TRECHO FORNECIDO.
§
Míriam Leitão
O Brasil
pode ficar na mesma situação do governo americano: precisará pedir autorização
para elevar a dívida pública. Para não quebrar a regra de ouro, o governo terá
que pedir ao Congresso a aprovação de um crédito especial especificamente para
a rolagem. Nos EUA, isso não tem muito impacto no custo da dívida. Aqui, o
prêmio de risco subirá muito quando isso acontecer.
E quando
acontecerá? Em 2019 e nos anos seguintes. A pessoa eleita este ano terá que
enfrentar esse espinhoso problema. A regra de ouro estabelece que o governo não
pode emitir dívida num valor maior do que o volume de investimento. Mas as
contas preliminares para o ano que vem mostram que faltarão entre R$ 150 bi a
R$ 200 bi para cumprir a regra. Há no texto da Constituição a possibilidade de
o governo pedir um crédito suplementar para uma questão específica. E a questão
específica, no caso, será crédito para a rolagem da dívida.
Os
Estados Unidos não têm meta de resultado primário, mas têm teto de dívida a ser
cumprido. Quando se aproximam do teto, o Congresso usa isso para pressionar o
governo, como fez na administração Barack Obama. Se não aprovar o aumento do
teto, o governo tem que fazer o shut down, fechar as portas. Mas como os EUA
emitem uma das dívidas que têm mais demanda no mundo, não há maiores
consequências em termos de custo. No Brasil, uma eventual briga com o Congresso
sobre ter ou não recursos para rolar a dívida pode produzir uma elevação
drástica da taxa de risco cobrada pelos investidores.
§
REGISTROS.
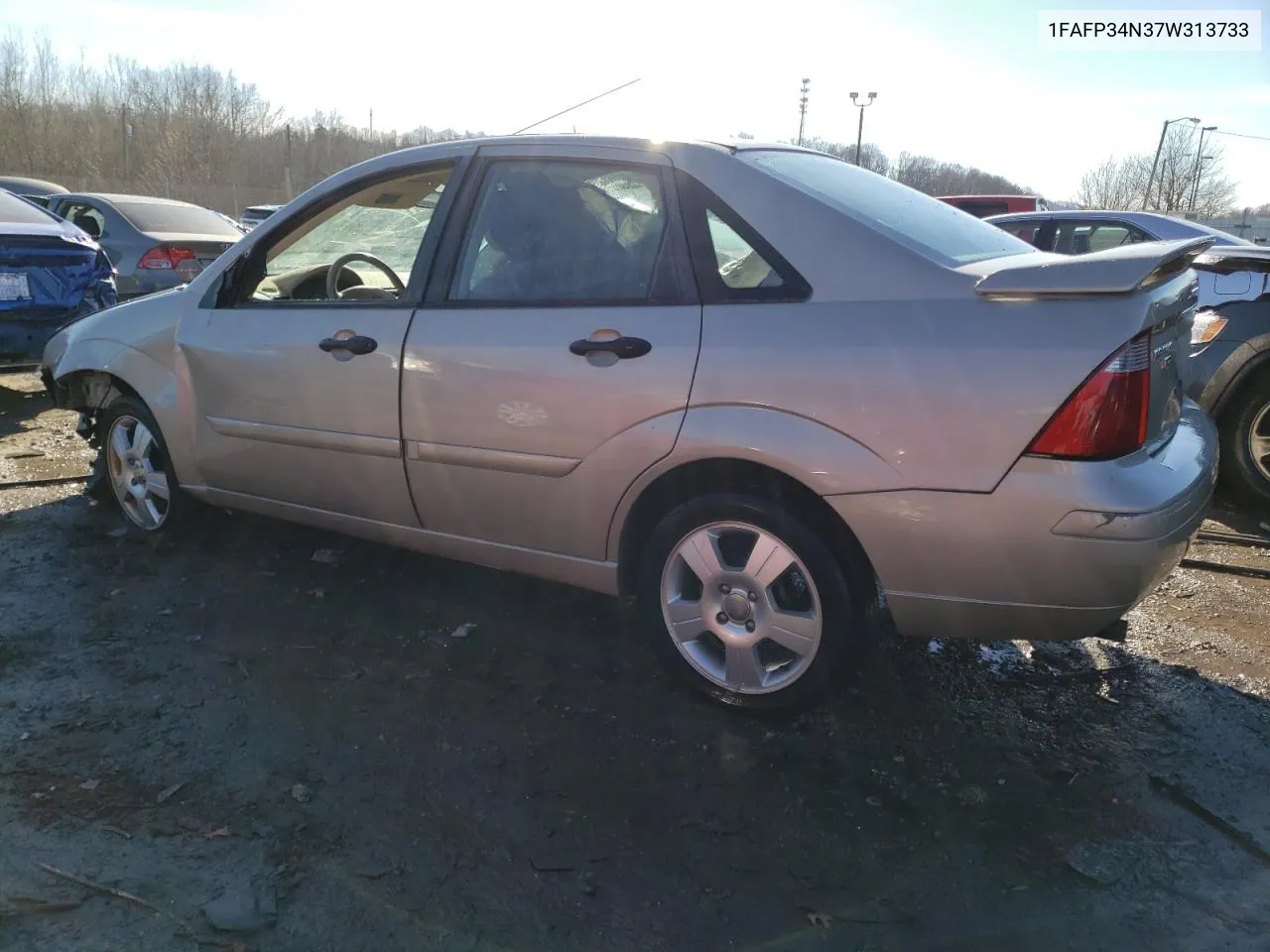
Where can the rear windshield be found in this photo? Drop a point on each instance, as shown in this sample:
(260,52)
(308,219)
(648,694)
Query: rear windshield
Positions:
(21,212)
(181,218)
(1224,236)
(921,222)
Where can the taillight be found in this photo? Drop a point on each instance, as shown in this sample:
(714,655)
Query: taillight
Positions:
(1206,326)
(1106,416)
(173,258)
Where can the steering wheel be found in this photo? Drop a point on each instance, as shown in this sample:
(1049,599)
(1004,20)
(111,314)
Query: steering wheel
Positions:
(338,266)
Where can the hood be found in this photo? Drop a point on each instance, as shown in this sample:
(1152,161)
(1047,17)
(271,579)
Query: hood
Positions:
(183,238)
(55,227)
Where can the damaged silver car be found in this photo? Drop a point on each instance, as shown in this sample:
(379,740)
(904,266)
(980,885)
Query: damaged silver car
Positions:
(749,385)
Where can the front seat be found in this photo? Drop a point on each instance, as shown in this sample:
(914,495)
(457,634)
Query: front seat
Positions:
(87,225)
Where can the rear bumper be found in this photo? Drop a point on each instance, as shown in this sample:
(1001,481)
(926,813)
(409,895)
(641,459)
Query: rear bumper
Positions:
(1060,549)
(23,338)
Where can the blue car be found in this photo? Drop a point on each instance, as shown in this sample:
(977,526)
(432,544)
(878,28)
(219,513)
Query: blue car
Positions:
(51,273)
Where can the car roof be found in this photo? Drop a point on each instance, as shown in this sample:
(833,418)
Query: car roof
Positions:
(113,197)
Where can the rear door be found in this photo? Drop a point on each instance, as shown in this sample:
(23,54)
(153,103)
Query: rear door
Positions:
(553,361)
(296,391)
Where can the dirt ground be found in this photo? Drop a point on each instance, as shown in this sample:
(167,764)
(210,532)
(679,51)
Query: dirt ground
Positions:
(280,731)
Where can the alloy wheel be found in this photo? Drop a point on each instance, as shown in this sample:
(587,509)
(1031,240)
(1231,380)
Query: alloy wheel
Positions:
(740,607)
(137,472)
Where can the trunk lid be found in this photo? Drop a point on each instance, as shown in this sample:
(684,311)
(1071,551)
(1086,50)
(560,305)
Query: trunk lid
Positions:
(1155,291)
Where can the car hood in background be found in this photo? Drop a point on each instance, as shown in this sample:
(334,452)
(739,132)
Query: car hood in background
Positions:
(53,229)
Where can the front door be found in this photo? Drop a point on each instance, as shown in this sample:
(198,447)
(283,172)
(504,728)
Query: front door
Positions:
(296,371)
(553,361)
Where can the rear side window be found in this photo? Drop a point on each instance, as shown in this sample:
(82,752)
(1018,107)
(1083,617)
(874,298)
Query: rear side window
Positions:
(929,226)
(21,212)
(176,218)
(563,231)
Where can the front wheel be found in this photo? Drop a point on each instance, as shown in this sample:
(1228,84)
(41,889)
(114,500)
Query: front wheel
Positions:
(746,603)
(134,460)
(1246,444)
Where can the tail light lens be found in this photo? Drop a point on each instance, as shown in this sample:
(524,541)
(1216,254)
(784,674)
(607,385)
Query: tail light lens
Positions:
(1206,326)
(173,258)
(1106,416)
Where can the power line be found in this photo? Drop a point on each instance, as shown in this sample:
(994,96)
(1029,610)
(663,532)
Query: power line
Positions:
(1242,135)
(576,105)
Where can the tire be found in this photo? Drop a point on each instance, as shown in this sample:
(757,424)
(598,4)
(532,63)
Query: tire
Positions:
(1247,474)
(724,622)
(136,470)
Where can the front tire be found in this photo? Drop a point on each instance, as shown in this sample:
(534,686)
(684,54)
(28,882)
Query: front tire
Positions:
(137,472)
(1246,444)
(746,603)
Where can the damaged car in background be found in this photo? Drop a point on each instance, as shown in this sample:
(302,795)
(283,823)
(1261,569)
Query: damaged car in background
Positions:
(748,385)
(50,273)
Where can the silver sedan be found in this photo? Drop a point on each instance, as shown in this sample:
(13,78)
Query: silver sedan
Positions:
(767,393)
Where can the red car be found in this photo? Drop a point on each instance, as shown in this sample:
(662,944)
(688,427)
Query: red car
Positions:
(983,206)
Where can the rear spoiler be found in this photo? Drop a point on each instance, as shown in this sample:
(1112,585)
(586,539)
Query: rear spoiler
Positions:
(1227,259)
(1116,271)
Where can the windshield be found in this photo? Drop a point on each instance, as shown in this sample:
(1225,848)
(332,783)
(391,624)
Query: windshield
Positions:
(176,218)
(21,212)
(919,221)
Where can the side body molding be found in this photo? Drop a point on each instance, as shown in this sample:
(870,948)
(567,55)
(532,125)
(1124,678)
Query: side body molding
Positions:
(824,460)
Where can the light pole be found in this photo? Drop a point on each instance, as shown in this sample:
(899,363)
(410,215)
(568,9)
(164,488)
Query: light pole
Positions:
(1146,197)
(860,132)
(1199,163)
(802,109)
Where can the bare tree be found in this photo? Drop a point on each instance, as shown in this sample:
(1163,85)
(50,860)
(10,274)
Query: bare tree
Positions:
(1121,182)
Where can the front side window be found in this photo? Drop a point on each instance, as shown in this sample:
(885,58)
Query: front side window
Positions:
(381,226)
(563,231)
(86,218)
(929,226)
(1079,238)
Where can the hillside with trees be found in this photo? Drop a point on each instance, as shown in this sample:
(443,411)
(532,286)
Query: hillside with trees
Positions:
(206,136)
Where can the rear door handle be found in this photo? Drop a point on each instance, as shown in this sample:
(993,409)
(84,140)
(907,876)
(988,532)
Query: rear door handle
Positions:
(354,344)
(624,348)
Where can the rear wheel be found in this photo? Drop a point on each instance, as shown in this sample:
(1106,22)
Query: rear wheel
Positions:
(1246,444)
(134,460)
(747,604)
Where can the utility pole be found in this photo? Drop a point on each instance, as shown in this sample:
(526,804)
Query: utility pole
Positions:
(127,150)
(860,131)
(802,108)
(286,169)
(1146,197)
(1199,167)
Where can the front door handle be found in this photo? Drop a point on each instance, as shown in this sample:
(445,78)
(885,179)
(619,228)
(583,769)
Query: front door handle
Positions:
(624,348)
(352,344)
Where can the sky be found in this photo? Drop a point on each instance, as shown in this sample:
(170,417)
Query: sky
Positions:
(961,80)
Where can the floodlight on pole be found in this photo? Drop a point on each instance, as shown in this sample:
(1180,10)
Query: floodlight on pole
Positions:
(860,131)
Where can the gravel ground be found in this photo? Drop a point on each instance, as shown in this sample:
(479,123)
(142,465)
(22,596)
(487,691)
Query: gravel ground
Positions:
(270,738)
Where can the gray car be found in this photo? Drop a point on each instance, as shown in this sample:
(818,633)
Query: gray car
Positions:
(153,243)
(1228,373)
(751,385)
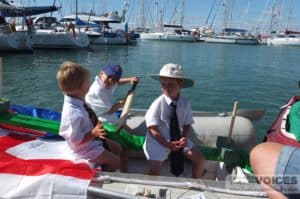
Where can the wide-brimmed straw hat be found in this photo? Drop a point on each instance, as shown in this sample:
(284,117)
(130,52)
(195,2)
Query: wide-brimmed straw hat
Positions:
(173,71)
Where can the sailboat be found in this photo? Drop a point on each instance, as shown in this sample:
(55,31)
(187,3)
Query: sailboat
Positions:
(169,32)
(231,35)
(287,38)
(51,34)
(10,39)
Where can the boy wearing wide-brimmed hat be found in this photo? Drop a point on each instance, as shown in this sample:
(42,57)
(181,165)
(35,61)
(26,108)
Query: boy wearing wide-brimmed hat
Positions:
(169,120)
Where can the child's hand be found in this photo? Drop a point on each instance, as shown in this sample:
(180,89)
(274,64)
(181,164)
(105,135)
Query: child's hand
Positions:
(98,131)
(134,80)
(174,145)
(183,142)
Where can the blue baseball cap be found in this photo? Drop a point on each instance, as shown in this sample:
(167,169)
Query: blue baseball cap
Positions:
(113,69)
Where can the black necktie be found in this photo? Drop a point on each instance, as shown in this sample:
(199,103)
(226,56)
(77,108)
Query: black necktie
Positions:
(94,119)
(176,157)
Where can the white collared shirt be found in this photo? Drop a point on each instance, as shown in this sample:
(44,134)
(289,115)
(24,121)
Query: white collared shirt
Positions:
(75,123)
(160,110)
(100,100)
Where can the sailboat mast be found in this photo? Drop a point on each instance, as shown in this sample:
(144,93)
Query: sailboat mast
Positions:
(182,13)
(76,9)
(226,13)
(289,16)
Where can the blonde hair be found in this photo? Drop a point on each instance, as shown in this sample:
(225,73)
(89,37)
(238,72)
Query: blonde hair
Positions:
(71,76)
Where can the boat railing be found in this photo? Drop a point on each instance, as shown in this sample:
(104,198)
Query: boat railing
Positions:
(5,29)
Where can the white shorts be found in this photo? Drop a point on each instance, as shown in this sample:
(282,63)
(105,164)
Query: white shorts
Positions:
(155,151)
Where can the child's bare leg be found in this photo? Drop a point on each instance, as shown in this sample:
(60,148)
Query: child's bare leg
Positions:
(155,167)
(114,147)
(110,161)
(124,160)
(198,162)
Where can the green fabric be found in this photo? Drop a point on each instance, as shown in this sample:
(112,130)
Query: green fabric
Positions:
(123,137)
(294,118)
(30,122)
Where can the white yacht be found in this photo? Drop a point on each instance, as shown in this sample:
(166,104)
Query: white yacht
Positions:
(290,39)
(233,36)
(13,40)
(169,33)
(103,29)
(48,34)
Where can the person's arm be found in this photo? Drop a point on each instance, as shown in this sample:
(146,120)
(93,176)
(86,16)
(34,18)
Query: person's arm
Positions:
(184,135)
(129,80)
(116,106)
(169,144)
(97,132)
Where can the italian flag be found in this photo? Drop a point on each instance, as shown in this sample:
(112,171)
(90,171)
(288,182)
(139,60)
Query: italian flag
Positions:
(36,168)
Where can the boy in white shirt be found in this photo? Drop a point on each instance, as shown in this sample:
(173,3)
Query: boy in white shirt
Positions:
(100,98)
(77,126)
(160,140)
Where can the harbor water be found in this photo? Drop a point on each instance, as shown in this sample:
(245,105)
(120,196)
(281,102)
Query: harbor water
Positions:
(255,76)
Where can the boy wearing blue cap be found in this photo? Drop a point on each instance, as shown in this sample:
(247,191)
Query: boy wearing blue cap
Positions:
(100,97)
(84,134)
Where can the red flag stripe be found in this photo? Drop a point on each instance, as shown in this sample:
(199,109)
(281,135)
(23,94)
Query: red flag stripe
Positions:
(13,165)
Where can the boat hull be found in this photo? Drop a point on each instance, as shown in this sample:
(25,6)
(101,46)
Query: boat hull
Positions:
(167,37)
(15,41)
(278,131)
(284,41)
(53,39)
(231,40)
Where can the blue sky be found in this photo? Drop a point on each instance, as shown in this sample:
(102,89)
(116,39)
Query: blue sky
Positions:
(248,14)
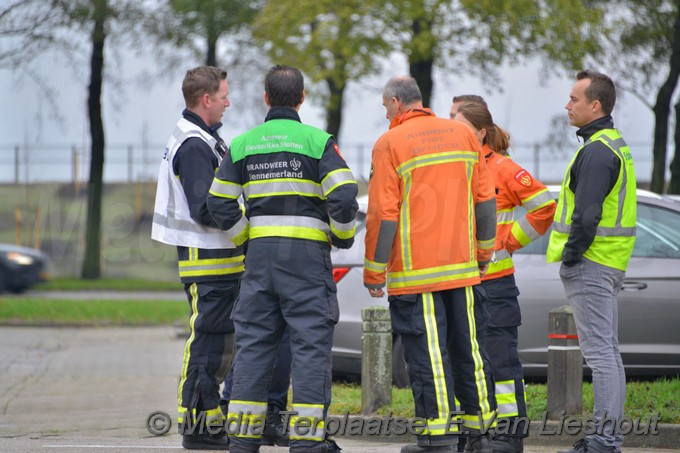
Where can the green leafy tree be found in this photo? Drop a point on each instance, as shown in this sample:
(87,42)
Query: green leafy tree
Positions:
(40,26)
(331,42)
(200,24)
(474,37)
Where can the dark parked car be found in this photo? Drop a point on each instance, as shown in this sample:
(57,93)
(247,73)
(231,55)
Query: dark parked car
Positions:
(21,267)
(649,302)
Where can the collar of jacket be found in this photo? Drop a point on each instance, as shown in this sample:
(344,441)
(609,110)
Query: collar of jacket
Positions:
(282,113)
(606,122)
(407,115)
(198,121)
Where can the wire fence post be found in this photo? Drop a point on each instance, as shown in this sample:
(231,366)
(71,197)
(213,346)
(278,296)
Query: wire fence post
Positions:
(130,165)
(16,164)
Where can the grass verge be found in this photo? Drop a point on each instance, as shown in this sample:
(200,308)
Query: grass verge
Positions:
(31,311)
(644,399)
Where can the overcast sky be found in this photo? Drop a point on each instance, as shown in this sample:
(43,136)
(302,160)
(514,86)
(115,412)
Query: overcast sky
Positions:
(524,108)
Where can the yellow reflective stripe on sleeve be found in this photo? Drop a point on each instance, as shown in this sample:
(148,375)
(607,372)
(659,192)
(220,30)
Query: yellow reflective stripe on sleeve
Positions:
(504,216)
(405,224)
(486,244)
(282,186)
(193,291)
(374,267)
(335,179)
(239,232)
(343,230)
(537,200)
(436,360)
(524,232)
(225,189)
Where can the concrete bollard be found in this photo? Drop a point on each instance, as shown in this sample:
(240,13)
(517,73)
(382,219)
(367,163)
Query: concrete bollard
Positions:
(376,359)
(565,365)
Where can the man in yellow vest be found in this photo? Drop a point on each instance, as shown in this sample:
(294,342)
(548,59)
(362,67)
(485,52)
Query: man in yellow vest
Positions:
(593,236)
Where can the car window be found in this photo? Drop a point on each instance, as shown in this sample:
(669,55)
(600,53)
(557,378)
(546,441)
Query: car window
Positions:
(658,233)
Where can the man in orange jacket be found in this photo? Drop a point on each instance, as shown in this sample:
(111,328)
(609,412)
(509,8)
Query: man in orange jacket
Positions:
(430,232)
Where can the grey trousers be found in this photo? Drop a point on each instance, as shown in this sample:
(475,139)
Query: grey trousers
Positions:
(592,289)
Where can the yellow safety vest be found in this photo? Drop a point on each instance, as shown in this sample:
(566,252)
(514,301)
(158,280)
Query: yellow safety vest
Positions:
(615,234)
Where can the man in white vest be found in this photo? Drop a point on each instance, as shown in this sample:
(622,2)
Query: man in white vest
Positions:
(210,265)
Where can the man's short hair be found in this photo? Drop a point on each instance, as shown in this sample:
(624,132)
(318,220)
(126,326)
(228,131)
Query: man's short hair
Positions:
(284,86)
(601,89)
(470,98)
(404,88)
(199,81)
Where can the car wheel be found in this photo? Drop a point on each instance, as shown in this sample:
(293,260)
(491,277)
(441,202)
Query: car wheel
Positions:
(400,377)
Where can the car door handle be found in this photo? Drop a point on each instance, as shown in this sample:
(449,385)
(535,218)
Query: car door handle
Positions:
(633,286)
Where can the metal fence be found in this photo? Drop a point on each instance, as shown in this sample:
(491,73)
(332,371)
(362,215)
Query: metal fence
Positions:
(36,163)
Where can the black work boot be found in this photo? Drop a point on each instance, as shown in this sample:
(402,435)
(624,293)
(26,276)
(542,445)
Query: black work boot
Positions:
(479,443)
(274,432)
(586,445)
(504,443)
(412,448)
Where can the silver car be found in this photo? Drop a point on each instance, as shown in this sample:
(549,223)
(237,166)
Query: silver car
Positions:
(649,302)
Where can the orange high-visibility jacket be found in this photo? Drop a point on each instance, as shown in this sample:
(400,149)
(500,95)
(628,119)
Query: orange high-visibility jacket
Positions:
(431,207)
(515,187)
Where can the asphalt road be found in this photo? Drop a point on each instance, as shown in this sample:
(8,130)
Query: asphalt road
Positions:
(93,389)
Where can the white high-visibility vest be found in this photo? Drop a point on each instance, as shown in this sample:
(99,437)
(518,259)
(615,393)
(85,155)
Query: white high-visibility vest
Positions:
(172,223)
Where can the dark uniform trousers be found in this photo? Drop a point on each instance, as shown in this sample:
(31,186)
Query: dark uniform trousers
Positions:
(500,341)
(438,331)
(208,351)
(286,282)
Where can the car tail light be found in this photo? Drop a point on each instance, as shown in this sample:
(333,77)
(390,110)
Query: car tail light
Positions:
(339,272)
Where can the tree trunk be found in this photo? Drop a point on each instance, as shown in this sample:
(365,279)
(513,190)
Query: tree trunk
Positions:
(92,262)
(334,108)
(422,72)
(662,112)
(211,56)
(674,186)
(421,63)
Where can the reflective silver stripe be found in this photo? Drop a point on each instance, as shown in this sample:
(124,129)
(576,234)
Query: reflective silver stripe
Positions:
(343,230)
(282,187)
(439,158)
(505,216)
(225,189)
(335,179)
(538,200)
(616,146)
(237,229)
(314,429)
(289,220)
(432,275)
(205,268)
(506,387)
(601,231)
(254,407)
(527,229)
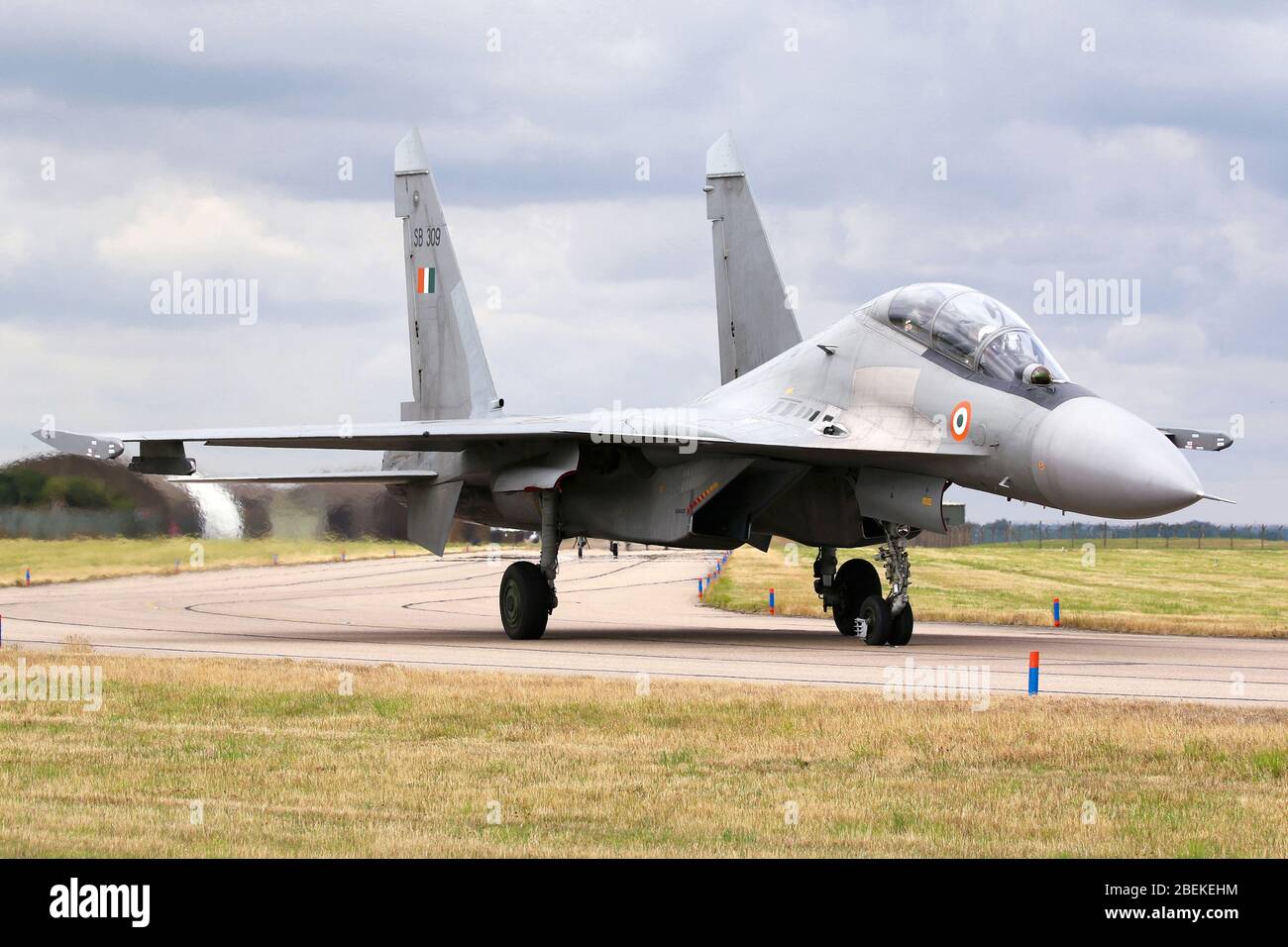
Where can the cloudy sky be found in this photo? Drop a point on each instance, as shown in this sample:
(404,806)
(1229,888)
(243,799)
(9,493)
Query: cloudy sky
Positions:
(1112,142)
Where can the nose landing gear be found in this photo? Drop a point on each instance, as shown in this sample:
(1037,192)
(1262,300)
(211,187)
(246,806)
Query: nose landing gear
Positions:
(853,592)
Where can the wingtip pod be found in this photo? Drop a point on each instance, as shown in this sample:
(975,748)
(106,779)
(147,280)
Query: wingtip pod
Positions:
(84,445)
(410,155)
(1219,499)
(722,158)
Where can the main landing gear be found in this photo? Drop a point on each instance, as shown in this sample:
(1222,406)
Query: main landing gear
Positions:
(528,589)
(854,591)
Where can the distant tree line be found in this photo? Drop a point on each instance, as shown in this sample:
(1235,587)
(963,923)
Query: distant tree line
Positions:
(1193,531)
(34,488)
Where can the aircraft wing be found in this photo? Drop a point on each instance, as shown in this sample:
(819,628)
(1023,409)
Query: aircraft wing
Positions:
(162,451)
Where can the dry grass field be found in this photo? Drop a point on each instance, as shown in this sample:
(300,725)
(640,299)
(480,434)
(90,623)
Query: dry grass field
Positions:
(62,561)
(1240,591)
(415,762)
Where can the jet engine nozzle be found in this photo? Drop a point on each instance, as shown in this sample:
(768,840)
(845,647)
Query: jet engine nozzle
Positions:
(1094,458)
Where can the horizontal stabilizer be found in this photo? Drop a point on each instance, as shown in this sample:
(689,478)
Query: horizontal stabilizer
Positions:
(352,476)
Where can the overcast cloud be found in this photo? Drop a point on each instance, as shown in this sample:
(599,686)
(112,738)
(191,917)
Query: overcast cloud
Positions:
(1107,163)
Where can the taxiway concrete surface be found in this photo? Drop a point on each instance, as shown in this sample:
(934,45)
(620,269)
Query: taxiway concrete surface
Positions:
(616,617)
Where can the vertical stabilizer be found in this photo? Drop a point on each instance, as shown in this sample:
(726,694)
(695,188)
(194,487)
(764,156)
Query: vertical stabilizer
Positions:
(450,375)
(755,321)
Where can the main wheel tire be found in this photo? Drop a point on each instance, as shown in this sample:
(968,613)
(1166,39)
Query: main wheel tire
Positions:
(857,579)
(875,612)
(901,626)
(524,600)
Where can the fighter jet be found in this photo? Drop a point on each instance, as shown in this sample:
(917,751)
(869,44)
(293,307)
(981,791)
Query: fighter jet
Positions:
(844,440)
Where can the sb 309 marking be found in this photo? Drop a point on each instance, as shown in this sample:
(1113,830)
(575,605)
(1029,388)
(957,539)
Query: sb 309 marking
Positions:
(426,236)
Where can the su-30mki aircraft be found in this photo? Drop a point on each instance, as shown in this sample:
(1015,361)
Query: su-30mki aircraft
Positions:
(844,440)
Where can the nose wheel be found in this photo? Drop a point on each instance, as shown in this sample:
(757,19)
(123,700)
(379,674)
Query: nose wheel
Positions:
(853,591)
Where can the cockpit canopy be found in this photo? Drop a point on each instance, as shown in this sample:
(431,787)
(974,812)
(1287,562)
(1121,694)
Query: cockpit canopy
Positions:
(969,328)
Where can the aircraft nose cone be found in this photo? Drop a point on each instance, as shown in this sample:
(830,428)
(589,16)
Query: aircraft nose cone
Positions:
(1091,457)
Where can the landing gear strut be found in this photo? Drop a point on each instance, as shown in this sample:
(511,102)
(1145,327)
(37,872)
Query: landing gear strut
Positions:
(853,592)
(894,556)
(528,589)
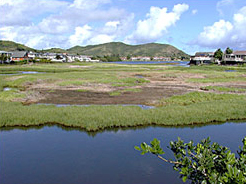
§
OBJETIVO DA TAREFA. Atualize a parte do texto sobre a dívida pública que abre com as palavras contendo "Míriam Leitão" e fecha com "quando isso acontecer.", trocando "crédito especial" por "crédito extraordinário". Os registros vêm de outra fonte e não têm relação com o texto sobre a dívida pública.

RESULTADO.
Míriam Leitão
O Brasil
pode ficar na mesma situação do governo americano: precisará pedir autorização
para elevar a dívida pública. Para não quebrar a regra de ouro, o governo terá
que pedir ao Congresso a aprovação de um crédito extraordinário especificamente para
a rolagem. Nos EUA, isso não tem muito impacto no custo da dívida. Aqui, o
prêmio de risco subirá muito quando isso acontecer.